Rows from a pointing dataset:
______

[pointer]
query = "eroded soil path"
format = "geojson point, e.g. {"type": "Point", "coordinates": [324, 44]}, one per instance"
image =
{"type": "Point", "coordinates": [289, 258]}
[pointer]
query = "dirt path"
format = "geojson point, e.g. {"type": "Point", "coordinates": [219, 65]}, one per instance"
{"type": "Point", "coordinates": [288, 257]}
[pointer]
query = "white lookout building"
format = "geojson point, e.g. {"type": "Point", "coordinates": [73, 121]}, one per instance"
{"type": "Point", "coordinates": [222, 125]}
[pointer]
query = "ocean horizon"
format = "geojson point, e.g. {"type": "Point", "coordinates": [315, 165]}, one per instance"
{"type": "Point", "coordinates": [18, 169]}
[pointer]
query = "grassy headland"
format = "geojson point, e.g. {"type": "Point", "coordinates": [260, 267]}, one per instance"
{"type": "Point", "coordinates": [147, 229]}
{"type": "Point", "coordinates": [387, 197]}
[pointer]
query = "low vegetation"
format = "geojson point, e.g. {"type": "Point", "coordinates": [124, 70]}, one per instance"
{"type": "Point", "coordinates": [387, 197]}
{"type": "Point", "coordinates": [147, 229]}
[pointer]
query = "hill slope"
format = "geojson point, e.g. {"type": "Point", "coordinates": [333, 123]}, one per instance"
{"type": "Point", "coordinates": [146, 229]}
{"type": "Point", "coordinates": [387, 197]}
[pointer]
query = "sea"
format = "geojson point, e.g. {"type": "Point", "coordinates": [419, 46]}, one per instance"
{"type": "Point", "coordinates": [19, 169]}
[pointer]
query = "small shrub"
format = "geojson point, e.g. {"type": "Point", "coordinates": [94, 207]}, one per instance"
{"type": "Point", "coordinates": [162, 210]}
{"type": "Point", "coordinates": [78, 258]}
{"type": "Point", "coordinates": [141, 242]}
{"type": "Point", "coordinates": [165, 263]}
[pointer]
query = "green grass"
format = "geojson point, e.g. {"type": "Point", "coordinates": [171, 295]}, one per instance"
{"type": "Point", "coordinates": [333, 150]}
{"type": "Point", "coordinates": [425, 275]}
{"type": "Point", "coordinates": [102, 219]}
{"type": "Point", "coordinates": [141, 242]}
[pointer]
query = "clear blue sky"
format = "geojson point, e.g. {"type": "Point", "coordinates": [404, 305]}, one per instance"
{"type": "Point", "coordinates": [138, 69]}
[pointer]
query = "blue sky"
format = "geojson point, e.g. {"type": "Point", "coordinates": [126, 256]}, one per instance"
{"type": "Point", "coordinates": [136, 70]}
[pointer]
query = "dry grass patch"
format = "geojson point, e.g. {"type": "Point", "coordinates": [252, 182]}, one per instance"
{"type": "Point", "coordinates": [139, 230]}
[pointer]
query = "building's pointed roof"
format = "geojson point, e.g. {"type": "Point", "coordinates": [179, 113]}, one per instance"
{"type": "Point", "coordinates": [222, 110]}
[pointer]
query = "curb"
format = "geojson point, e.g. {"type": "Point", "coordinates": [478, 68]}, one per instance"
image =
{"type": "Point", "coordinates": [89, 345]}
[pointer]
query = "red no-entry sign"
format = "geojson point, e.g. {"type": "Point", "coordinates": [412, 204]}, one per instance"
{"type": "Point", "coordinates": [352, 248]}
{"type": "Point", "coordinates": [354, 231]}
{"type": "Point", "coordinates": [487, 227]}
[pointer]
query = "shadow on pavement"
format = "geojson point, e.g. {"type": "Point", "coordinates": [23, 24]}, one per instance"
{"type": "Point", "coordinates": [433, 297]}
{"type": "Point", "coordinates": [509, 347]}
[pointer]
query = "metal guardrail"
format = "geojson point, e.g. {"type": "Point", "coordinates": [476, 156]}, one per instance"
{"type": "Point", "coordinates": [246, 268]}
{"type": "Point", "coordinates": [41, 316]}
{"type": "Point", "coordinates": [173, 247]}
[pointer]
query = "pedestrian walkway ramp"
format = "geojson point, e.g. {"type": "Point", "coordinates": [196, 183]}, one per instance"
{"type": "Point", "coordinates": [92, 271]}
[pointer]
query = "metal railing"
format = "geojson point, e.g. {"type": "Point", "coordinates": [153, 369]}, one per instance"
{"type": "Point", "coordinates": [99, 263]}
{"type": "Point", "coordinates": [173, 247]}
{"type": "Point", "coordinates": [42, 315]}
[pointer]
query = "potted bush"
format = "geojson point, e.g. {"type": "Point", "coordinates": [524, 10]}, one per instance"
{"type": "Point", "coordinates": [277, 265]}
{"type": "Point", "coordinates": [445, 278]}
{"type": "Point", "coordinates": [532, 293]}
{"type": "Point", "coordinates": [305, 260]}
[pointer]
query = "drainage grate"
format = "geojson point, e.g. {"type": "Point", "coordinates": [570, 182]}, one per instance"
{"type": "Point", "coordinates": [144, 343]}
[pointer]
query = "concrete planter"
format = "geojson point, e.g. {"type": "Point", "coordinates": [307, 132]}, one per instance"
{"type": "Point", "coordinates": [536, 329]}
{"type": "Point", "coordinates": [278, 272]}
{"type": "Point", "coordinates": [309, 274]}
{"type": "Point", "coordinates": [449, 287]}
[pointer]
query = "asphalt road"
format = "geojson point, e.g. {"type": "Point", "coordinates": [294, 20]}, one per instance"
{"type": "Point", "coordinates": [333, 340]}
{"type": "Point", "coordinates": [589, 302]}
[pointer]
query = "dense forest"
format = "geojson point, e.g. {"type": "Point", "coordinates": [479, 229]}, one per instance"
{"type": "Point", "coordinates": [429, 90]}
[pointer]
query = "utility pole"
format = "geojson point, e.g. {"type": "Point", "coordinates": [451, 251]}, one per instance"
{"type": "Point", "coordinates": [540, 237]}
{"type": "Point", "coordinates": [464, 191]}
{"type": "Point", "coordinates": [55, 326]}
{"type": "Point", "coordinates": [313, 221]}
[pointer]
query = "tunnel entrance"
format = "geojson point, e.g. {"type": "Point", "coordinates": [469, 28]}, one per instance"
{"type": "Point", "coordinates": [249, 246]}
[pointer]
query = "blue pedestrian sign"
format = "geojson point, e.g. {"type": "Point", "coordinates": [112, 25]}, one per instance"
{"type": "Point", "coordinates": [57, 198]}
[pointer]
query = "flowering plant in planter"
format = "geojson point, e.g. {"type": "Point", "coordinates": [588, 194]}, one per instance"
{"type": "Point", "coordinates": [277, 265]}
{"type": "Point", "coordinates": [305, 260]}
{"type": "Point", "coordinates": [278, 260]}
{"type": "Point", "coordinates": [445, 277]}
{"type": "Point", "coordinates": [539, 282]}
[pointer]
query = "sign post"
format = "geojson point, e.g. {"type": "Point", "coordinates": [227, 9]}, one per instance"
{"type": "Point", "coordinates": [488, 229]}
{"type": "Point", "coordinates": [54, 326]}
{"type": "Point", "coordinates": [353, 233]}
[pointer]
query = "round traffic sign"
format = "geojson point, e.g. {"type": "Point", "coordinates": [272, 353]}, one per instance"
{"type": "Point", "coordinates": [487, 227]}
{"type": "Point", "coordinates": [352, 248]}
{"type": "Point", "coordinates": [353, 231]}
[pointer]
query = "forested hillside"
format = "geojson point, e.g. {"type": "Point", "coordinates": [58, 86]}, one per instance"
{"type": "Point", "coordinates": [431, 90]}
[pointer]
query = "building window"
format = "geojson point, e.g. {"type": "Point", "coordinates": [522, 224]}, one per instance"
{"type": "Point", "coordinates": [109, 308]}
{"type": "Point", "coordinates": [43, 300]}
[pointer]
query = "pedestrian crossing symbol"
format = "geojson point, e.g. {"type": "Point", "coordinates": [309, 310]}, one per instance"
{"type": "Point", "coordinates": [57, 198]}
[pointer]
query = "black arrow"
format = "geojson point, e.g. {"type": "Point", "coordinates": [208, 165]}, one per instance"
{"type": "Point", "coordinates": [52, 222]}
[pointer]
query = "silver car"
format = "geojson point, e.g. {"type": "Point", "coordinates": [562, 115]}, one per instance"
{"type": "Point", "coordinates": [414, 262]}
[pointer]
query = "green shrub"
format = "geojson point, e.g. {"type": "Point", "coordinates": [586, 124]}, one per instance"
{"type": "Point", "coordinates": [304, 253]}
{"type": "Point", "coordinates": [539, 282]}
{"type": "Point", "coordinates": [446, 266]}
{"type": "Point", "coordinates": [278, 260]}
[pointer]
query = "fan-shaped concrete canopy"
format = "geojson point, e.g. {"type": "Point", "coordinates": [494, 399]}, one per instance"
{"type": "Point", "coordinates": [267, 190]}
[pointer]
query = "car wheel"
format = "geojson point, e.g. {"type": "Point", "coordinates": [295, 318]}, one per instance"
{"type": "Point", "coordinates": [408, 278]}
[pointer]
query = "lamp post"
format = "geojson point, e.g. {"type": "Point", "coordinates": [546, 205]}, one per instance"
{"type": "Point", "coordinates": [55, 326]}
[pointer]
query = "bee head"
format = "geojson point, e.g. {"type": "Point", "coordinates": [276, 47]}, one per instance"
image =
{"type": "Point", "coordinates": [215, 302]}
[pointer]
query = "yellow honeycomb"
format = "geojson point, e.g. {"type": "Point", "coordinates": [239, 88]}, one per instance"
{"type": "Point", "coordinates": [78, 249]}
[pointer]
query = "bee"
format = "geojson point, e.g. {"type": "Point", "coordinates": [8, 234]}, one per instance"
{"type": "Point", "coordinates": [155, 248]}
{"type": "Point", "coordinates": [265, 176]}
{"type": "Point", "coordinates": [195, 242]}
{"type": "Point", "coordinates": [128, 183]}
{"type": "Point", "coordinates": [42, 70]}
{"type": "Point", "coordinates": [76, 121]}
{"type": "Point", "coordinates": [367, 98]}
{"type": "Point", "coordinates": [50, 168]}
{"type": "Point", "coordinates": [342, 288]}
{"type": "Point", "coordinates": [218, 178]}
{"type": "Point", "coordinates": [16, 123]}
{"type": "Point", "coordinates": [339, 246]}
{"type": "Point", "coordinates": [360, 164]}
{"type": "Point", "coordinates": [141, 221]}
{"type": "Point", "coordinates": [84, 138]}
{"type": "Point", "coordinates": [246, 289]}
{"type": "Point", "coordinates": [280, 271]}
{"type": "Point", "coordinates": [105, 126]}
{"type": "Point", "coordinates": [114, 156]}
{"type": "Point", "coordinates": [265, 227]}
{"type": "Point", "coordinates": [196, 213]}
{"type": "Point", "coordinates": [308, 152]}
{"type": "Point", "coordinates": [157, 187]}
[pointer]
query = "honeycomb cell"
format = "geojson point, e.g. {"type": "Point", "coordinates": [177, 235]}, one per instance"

______

Prompt:
Show every line of the data above that contains the word "path", copying each one in full. Match case exactly.

Solved exercise:
query = "eroded soil path"
query = "dirt path"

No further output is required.